#### Work instructions:
Copy every line from the one containing "Identify each instance of the woman's hand" through the last line of the records below, both included, and nothing else.

#### Given data:
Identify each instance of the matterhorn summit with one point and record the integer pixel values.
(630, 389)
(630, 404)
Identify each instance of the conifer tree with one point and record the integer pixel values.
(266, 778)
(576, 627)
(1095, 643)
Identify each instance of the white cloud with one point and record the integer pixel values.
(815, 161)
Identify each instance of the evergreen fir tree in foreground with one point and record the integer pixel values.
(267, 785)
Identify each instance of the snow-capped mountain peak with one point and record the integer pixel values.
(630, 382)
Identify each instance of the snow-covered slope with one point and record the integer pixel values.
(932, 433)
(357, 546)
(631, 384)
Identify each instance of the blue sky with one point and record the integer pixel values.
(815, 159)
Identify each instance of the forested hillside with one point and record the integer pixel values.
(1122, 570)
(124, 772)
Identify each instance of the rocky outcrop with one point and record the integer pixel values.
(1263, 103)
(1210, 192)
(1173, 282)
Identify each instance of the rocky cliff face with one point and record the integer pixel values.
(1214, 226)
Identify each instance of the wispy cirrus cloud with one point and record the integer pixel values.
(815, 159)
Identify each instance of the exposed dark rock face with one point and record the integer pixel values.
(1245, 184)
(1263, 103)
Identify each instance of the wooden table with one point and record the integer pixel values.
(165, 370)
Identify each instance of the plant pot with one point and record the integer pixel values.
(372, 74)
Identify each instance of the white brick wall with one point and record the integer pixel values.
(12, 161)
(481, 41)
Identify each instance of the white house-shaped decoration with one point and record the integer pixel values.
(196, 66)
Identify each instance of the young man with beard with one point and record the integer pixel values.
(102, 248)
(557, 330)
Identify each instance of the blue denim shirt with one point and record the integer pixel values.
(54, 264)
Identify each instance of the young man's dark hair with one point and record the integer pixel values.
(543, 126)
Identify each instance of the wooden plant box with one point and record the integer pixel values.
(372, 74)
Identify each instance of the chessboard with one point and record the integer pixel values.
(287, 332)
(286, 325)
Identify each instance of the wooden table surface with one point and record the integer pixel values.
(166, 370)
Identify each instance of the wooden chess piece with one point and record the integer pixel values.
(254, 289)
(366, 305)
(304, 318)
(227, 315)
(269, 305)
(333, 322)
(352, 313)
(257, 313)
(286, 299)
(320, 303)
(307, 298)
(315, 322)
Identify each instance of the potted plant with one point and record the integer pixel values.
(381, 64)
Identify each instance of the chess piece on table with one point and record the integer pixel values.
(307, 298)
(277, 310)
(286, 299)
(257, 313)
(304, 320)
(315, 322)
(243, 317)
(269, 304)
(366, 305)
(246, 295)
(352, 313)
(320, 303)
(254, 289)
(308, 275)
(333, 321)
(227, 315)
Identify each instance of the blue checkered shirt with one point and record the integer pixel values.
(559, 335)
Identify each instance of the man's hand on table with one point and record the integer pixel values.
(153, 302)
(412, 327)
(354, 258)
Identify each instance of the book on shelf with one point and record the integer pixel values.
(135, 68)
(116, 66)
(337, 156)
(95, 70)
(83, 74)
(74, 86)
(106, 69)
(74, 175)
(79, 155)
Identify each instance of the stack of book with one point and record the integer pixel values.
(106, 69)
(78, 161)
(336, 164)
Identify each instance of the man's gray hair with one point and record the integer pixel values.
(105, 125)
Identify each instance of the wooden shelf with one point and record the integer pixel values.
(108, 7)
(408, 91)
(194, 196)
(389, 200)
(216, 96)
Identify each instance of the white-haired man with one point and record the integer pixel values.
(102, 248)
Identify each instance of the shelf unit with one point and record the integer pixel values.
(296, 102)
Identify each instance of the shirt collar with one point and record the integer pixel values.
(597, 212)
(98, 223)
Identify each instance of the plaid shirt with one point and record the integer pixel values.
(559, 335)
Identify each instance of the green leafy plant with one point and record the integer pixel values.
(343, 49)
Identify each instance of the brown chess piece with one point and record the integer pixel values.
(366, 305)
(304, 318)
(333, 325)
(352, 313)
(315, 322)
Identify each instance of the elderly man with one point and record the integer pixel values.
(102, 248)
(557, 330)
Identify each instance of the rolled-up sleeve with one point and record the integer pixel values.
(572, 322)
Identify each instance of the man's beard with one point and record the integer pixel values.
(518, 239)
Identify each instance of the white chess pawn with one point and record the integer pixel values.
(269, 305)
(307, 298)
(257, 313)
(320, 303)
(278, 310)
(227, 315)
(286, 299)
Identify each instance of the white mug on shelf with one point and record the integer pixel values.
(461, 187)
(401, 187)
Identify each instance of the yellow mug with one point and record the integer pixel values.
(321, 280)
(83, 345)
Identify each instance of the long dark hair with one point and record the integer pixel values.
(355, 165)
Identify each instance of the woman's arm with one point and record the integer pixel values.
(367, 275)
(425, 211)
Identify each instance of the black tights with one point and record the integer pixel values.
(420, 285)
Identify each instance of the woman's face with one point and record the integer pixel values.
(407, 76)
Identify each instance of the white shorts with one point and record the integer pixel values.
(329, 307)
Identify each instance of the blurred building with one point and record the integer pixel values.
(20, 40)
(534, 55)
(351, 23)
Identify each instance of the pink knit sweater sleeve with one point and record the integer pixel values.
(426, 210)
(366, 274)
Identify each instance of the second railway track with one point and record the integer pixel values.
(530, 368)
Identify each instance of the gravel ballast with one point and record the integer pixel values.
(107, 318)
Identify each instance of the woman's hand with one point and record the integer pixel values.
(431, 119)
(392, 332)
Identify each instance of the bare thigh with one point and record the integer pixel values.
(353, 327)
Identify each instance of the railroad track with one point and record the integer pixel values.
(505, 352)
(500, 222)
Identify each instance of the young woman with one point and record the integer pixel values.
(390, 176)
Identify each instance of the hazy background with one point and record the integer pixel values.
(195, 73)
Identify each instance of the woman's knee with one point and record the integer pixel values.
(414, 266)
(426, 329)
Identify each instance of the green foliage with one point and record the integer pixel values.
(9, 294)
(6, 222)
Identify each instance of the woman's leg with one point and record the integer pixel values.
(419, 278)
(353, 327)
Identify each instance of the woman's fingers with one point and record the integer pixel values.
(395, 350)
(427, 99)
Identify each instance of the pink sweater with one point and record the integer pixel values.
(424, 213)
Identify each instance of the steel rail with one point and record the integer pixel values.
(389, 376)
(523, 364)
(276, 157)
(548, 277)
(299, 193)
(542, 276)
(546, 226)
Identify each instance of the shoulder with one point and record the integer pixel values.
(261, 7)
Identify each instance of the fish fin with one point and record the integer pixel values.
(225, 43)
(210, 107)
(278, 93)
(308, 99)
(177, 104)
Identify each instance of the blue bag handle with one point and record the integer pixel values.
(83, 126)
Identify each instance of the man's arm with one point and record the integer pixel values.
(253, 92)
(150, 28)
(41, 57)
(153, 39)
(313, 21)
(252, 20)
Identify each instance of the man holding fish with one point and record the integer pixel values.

#### Solution for this exercise:
Identify each instance of the woman's hand with one point and record the integer pixel values.
(431, 119)
(392, 332)
Identify each instance of the bare thigh with one point and record the integer pixel values.
(353, 327)
Identify each instance of the railroad track with one point and record the integer pixel values.
(505, 352)
(500, 222)
Identify each instance of the young woman with one point and record the integer pixel values.
(390, 176)
Identify each instance of the hazy background with one point and record the integer pixel values.
(195, 73)
Identify each instance of the woman's knee with one point and record the integer pixel values.
(414, 266)
(426, 329)
Identify each instance of the green foliage with one point and record the integer pixel values.
(9, 294)
(6, 222)
Identify each instance of the woman's leg with one point and record the integer pixel values.
(419, 278)
(353, 327)
Identify each instance of the woman's fingers with one point and record the integer pixel values.
(395, 350)
(427, 99)
Identify each instance of the pink sweater with one point and record the integer pixel values.
(424, 213)
Identify each instance of the steel rail with one point and record the integer pixel values.
(389, 376)
(523, 364)
(276, 157)
(548, 277)
(299, 193)
(542, 276)
(546, 226)
Identify each instance of the shoulder with one point and record the integer pixel values.
(261, 7)
Identify each instance of the fish fin with one point and record the integer pixel values.
(225, 43)
(210, 107)
(278, 93)
(308, 99)
(177, 104)
Identify each instance of the blue bag handle with one point and record the integer pixel values.
(83, 126)
Identify each instance of the man's arm with one point and record the integer pixel values.
(253, 92)
(150, 28)
(41, 57)
(153, 39)
(313, 21)
(252, 20)
Identify each instance of the man holding fish with one point and record the integer pixel values.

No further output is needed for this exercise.